» Problem requirements
Continue the inquest finding into the death of Nicholas Arthur Cripps from the point where it stops.

» Text segment
####
Coroner's Court of Western Australia

Inquest into the Death of Nicholas Arthur CRIPPS

Inquest into the Death of Nicholas Arthur CRIPPS

Delivered on : 28 June 2023

Delivered at : Perth

Finding of : Coroner Jenkin

Recommendations : No

Orders/Rules : No

Suppression Order : N/A

Summary : Mr Nicholas Arthur Cripps (Mr Cripps) was 47-years of age when he was found deceased in his home in Doubleview on 31 May 2021.  Following a post mortem examination, the coroner determined that Mr Cripps died from combined acute effects of multiple drugs in obese man with enlarged heart and arterial hypertension.

Mr Cripps had an extensive mental health history and was diagnosed with treatment resistant schizophrenia and anti-social personality disorder.  The management of Mr Cripps’ mental health issues was complicated by his non-compliance with prescription medication, and by his persistent polysubstance use, including methylamphetamine, alcohol and cannabis.

For about 10 years, Mr Cripps had been successfully treated with clozapine, an antipsychotic medication regarded as “the gold standard” for treatment resistant schizophrenia.  Patients using this medication must submit to monthly blood tests to monitor side effects and Mr Cripps stopped taking clozapine in March 2003 because he refused to have the required blood tests.

At the time of his death, Mr Cripps was the subject of a community treatment order (CTO) and was under the care of a community psychiatric service.  His complex needs were managed by means of a fortnightly depot injection of antipsychotic medication, which Mr Cripps often declined.  As he was on a CTO, Mr Cripps was obliged to receive treatment, and when he refused his depot injection he was taken to Graylands Hospital (GH) by police.  Once at GH, Mr Cripps invariably accepted the depot injection and was discharged after a few days.
####
» Information shown
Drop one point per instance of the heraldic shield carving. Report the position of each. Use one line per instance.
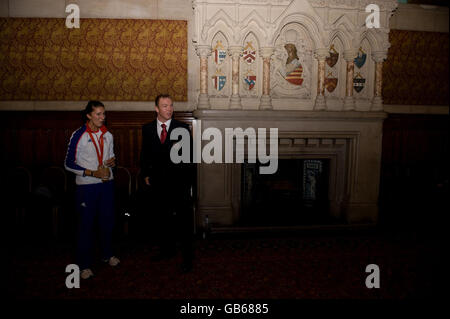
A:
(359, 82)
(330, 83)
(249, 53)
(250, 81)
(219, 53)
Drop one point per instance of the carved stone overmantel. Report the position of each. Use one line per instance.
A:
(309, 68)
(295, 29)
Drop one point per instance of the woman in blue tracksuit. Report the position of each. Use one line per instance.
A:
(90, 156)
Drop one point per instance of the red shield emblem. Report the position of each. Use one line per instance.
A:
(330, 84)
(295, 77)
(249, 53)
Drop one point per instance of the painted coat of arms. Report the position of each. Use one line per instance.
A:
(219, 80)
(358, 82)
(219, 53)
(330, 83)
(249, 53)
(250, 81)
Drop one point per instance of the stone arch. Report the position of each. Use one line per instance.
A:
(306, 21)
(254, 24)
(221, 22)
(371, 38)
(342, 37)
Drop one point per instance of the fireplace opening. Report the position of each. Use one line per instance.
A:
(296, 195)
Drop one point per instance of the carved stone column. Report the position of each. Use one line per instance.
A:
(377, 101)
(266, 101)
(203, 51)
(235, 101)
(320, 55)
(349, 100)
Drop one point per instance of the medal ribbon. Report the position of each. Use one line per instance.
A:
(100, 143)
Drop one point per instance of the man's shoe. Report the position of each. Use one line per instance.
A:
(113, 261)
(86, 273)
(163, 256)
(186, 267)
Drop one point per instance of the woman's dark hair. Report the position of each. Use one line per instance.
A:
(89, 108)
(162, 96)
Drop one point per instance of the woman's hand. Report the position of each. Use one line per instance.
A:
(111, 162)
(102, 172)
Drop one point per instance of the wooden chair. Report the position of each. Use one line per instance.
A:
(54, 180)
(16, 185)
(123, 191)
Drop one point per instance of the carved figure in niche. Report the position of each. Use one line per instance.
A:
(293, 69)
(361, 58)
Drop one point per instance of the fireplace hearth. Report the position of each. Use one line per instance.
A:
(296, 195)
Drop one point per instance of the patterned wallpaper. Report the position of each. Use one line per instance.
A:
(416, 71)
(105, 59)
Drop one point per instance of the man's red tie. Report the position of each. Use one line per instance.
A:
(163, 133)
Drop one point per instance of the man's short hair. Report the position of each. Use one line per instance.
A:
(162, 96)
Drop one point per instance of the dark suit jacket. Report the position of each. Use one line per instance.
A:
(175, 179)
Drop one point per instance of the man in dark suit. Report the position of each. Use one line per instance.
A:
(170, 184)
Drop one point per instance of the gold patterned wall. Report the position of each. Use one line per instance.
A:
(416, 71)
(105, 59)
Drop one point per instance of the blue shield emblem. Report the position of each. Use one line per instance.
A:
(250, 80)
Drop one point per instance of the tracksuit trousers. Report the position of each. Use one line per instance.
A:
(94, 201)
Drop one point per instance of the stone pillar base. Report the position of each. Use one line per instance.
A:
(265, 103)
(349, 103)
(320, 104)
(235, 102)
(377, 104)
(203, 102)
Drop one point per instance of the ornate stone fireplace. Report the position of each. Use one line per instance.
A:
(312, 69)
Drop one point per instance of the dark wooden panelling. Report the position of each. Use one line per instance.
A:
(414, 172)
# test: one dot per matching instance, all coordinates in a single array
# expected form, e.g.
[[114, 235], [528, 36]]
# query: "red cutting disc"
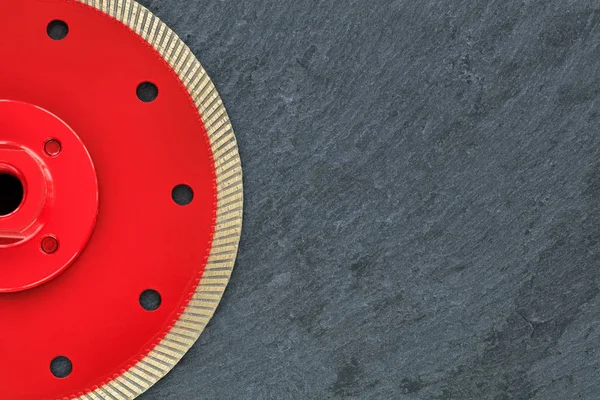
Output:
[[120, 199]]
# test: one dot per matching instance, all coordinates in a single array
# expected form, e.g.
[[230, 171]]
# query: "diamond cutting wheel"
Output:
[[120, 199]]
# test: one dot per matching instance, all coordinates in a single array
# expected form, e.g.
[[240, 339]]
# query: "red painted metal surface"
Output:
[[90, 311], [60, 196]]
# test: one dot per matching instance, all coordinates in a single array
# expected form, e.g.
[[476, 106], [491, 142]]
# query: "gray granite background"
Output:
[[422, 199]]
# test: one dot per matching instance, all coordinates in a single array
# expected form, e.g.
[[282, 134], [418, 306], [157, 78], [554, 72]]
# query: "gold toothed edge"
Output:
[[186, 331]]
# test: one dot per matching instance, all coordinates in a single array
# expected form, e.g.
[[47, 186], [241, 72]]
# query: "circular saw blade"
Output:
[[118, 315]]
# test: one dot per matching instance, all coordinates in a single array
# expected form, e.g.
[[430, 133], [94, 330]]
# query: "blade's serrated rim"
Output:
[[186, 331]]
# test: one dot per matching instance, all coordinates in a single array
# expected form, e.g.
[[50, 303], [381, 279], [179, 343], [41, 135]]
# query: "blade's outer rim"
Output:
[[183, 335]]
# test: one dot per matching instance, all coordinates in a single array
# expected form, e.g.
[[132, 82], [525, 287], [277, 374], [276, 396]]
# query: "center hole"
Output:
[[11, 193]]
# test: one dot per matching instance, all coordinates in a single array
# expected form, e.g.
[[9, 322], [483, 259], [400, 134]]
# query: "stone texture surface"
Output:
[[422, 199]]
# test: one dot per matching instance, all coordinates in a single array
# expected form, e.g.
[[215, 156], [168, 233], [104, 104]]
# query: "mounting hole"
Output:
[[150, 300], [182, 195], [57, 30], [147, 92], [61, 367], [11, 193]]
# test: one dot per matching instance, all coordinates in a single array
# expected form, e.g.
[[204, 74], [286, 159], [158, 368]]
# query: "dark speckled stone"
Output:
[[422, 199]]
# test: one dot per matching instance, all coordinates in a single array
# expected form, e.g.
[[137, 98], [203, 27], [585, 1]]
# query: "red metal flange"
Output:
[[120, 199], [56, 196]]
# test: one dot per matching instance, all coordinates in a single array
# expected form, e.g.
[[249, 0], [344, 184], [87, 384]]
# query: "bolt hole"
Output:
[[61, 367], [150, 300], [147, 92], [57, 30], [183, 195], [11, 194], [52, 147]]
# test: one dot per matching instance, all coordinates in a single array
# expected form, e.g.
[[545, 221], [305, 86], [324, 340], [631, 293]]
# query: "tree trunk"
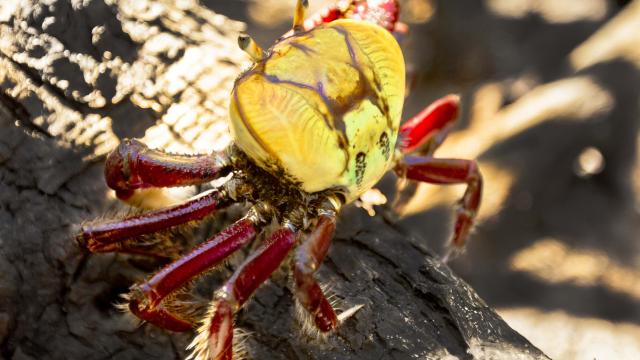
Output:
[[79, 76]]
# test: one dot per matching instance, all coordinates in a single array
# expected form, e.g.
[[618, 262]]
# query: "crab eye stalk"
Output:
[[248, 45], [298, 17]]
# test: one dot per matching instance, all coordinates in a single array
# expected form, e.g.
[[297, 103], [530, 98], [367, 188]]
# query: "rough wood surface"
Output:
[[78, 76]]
####
» Result of the exercise
A CTO was required in Mr Cripps’ case because he was non-compliant with his medication, lacked insight into his mental health conditions and lacked the capacity to make treatment decisions about his mental health.  The coroner was satisfied that the decision to place Mr Cripps on successive CTOs was justified on the basis that this was the least restrictive way to ensure that Mr Cripps was provided with appropriate treatment for his mental health conditions.

Mr Cripps may have benefitted from a long-term admission to a facility where his mental health and polysubstance use issues could have been tackled together, however, no such facility was available.  Since Mr Cripps’ death, a facility known as a secure extended care unit (SECU) has been designed for the treatment of patients with severe and chronic mental health illnesses who have co-occurring polysubstance use issues and/or challenging behaviours.  A SECU is being planned for the Bentley Hospital Campus, and would provide treatment on an involuntary basis with the aim of transitioning patients into a “community care unit”, which would offer long-term treatment, rehabilitation and recovery care.

The coroner concluded that Mr Cripps’ management while he was an involuntary patient at GH, and in the community whilst he was the subject of a CTO, was reasonable when considered in the context of the resources available to clinicians at the relevant time.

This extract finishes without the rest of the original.